**Reading passage**
_ _ _ _ _ _ _
# Nottingham Village/Friar Tuck Resort dropped by RCI



## donnaval (Jan 11, 2010)

Well I had this unit as a super-cheap points week, but got a letter from RCI today saying they have dropped affiliation with Nottingham Village/Friar Tuck.  

I haven't had a chance to call the resort or RCI to clarify the info (the letter from RCI is somewhat confusing but nothing new about that lol).  If anybody else has more info, it would be appreciated.


----------



## STEVIE (Jan 11, 2010)

I never stayed in any of their timeshare units, but about four years ago we went there and stayed in the hotel. Our room was so filthy and had a horrible smell. This was the first and only time I have ever refused a room and asked to be moved. The room we were moved to was not much better. The indoor pool area needed alot of work and the fitness room was a shambles. I will say the outdoor pool area was nice but the pool closed at like 5pm, go figure! The lobby area was also nice, as was the bar and restaurant. I think the owner is either really cheap or really has no money to put into the place, because the room we had was completely outdated and really dirty.We would never stay there again, I have to say it was the worst room we have ever had, and being in the summer we paid top dollar. It's really a shame because I think the resort has alot of potential and was probably really nice when it was first built, but the owner has let it go to ruin. I wonder what the timeshare units are like, I wonder if RCI is getting poor comment cards and decided to let it go. I would be very interested in finding out the truth. I have only been timesharing for about five years but have not known of any other timeshares that RCI has dropped, how common is this?  Sue


----------



## tonyg (Jan 11, 2010)

I was there a few years ago and the hotel was crappy, but the timeshare units out back were in pretty good shape.


----------



## Art4th (Jan 11, 2010)

I live about an hour from Friar Tuck. They've been in financial trouble for a while. The resort went up for auction, then the winning bidder backed out. No new buyer at this time although the report is that the resort will remain open for now.


----------



## guildernet (Jan 12, 2010)

*What to do*

I got the same letter in the mail last night. I have complained to the resort for years about the condition of it. I still owe a pretty good size on loan I used to purchase it.

Does anyone know if there is any re-course you can take. I'm sure I can't just stop paying the loan back.


----------



## TriciaP (Jan 12, 2010)

*Any Recourse for Nottingham Village Time Share Owners*

I purchased my weeks time share from Friar Tuck's Nottingham Village 8 years ago. Changed it to a points membership when that option became available.  The loan is paid and supposedly I have a "deeded" property.  I received the letter from RCI that leads me to believe that my Nottingham Village Timeshare is valueless.

If anyone knows of any owners of timeshare at that location, please have them contact me.

It is a real shame because I used my timeshare for travel everywhere.  I will miss it


----------



## guildernet (Jan 12, 2010)

*Friar Tuck Nightmare*

I have not been able to get Friar Tuck to answer the phone. RCI basically says "Sucks to be you" so i'm stuck paying $$$ to a morgage company for a deed that is worthless and I can not use.
_ _ _ _ _ _ _
**Given information**

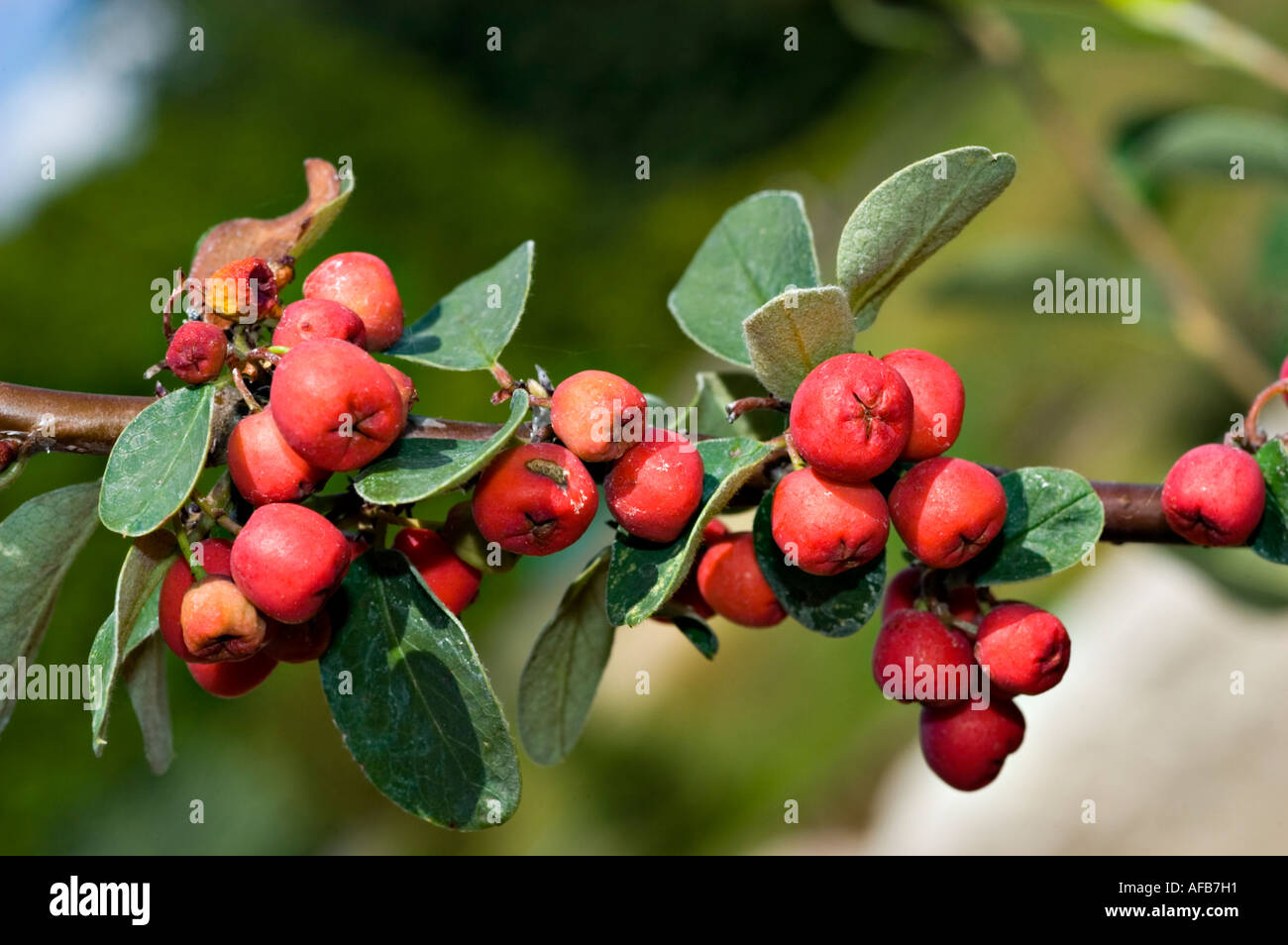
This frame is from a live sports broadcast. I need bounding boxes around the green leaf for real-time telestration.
_ _ _ _ _ _ _
**Required work**
In the forum thread about RCI dropping Nottingham Village/Friar Tuck, what happened after the resort went up for auction?

**Task response**
The winning bidder backed out.